**Required work:** Everything from the line containing "For every instance of the rectangular" through the last line of the data below must be copied exactly, with no other lines included.

** Opening Records for the task block **

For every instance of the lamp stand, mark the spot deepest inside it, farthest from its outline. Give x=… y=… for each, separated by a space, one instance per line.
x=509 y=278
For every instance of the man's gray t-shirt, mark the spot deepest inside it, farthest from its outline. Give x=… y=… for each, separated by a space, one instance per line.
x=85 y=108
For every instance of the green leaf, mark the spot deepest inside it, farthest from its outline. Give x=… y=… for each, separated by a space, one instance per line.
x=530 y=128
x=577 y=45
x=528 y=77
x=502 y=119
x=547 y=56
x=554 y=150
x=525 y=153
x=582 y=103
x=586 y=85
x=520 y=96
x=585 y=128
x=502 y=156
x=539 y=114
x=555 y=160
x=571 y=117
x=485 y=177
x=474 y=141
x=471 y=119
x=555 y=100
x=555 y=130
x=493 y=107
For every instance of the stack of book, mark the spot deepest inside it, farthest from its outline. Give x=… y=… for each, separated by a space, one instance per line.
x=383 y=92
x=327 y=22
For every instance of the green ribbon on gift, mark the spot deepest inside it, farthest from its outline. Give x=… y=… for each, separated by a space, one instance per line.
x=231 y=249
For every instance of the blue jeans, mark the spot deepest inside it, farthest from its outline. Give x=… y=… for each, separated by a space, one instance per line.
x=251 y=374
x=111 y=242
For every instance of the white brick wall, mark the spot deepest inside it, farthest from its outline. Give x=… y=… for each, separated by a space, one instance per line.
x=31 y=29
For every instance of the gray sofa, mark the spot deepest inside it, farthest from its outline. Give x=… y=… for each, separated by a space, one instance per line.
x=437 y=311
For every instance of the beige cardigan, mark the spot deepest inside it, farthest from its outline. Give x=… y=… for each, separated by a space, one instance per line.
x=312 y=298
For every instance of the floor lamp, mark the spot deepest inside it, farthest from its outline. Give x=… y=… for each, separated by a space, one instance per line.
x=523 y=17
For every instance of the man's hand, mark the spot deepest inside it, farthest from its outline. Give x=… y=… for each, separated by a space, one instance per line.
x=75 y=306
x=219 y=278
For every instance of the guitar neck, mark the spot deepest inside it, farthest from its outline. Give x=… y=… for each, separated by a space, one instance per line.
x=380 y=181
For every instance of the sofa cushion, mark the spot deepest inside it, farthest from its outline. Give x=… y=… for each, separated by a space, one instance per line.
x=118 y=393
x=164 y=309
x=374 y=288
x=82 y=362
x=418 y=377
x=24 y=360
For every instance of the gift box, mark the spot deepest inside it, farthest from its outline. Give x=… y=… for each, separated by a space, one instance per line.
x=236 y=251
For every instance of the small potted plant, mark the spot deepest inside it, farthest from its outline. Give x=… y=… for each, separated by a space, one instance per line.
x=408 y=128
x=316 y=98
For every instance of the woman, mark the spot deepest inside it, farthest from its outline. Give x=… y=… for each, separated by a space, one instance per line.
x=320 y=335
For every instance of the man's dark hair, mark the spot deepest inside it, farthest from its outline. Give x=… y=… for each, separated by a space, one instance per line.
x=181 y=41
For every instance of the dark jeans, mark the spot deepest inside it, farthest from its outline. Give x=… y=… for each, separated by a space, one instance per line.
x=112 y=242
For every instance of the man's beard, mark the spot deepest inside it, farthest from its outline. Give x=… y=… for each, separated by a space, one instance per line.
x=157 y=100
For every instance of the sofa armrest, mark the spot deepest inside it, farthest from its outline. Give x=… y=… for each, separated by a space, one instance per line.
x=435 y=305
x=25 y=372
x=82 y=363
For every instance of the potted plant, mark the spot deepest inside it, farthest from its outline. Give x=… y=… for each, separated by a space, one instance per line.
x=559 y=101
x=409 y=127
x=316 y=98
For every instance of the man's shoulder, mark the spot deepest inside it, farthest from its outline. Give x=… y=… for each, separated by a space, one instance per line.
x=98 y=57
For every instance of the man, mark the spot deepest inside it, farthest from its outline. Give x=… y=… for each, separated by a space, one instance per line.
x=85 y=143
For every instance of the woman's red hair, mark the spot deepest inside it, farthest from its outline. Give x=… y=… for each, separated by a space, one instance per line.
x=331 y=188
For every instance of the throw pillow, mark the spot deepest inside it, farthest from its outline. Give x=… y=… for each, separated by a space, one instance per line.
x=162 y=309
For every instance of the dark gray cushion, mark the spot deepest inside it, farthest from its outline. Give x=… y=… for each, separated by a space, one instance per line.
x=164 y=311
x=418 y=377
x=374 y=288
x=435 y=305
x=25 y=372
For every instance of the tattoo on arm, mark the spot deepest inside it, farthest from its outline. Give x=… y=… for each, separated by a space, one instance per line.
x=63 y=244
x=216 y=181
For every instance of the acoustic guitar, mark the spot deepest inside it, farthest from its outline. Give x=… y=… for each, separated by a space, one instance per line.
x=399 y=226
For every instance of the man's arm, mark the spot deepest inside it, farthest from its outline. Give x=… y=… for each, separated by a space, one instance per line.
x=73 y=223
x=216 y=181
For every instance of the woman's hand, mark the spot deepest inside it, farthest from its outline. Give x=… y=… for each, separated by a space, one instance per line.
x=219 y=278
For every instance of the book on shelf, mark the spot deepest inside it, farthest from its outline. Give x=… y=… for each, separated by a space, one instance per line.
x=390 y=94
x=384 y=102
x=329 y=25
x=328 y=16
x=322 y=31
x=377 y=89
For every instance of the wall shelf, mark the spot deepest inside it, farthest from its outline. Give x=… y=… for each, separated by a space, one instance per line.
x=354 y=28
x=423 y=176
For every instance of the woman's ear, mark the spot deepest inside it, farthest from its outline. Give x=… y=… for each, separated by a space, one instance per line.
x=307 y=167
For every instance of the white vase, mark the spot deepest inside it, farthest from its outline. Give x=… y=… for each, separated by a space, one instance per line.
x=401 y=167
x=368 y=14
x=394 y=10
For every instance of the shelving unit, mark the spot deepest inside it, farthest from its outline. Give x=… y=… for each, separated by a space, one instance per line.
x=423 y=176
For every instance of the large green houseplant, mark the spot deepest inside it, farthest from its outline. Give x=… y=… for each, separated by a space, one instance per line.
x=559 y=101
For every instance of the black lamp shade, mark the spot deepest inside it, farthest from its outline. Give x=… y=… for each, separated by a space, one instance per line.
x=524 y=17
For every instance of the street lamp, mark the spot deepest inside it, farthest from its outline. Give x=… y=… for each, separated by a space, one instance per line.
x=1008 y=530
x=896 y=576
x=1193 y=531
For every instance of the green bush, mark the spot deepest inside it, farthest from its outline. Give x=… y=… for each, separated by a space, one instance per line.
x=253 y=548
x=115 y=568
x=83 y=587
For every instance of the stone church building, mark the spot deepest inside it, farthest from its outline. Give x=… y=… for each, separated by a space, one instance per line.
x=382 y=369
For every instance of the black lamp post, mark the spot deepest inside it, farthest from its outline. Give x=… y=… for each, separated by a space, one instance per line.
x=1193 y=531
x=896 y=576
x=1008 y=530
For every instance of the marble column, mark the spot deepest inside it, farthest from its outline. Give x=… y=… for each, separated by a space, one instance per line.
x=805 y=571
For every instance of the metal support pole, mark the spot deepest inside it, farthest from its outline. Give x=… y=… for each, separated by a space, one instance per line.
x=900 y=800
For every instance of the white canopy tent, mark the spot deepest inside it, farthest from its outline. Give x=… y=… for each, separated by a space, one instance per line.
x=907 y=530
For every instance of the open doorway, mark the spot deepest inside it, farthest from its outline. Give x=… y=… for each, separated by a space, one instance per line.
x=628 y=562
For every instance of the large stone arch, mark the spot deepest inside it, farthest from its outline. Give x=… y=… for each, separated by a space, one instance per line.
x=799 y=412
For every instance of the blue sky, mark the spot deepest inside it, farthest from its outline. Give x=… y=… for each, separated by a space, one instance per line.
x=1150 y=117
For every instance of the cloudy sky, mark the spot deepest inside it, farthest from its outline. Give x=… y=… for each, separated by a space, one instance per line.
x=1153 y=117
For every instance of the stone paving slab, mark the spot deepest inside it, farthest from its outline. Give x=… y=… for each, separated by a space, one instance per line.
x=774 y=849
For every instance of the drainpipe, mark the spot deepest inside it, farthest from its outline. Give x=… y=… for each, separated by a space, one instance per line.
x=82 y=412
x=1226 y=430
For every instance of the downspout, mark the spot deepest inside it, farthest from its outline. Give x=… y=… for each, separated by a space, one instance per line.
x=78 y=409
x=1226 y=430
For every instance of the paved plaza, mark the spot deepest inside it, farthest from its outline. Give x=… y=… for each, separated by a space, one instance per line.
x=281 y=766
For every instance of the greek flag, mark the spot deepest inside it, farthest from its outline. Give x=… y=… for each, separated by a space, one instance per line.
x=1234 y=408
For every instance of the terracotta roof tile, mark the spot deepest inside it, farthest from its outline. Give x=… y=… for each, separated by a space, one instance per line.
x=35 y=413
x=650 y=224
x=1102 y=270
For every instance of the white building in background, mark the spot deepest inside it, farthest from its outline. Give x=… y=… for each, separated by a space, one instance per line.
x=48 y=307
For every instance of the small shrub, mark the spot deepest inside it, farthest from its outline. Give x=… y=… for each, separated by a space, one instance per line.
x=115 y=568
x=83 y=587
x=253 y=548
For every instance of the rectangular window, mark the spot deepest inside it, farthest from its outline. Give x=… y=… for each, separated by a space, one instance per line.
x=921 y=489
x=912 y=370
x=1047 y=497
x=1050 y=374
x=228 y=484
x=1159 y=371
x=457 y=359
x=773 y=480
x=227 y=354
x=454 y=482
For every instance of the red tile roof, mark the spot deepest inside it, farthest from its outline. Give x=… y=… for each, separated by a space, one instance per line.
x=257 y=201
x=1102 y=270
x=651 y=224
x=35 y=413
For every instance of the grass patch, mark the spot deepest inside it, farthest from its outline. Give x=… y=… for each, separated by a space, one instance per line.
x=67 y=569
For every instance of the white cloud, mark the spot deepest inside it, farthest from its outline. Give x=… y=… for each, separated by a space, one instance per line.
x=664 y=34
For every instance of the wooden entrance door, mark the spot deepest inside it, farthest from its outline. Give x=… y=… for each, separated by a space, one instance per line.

** Closing Records for the task block **

**Output of the exercise:**
For every instance of the rectangular window, mark the spot deepest inside it, farthest from its outline. Give x=… y=… for each, separated by a space, one instance per line.
x=921 y=489
x=912 y=370
x=1047 y=497
x=1050 y=374
x=228 y=484
x=1159 y=371
x=457 y=359
x=773 y=480
x=227 y=354
x=454 y=482
For every instance of the red tile roof, mark the spot deepest inside it, farthest from its outline. Give x=… y=… for each, separated by a space, one instance per line.
x=257 y=201
x=1102 y=270
x=651 y=224
x=35 y=413
For every instance of the grass patch, mark the spot deepest inside it, farthest from its outline. Give x=… y=… for each, separated by a space, one instance per line.
x=67 y=569
For every instance of the white cloud, mark the spot deepest inside it, farthest from its outline. Give x=… y=… for each, separated by a space, one instance per line.
x=664 y=34
For every instance of the wooden entrance door, mark the spot deepest inside it, farthest from its outline. Give x=… y=… for each, separated by a space, one instance per line.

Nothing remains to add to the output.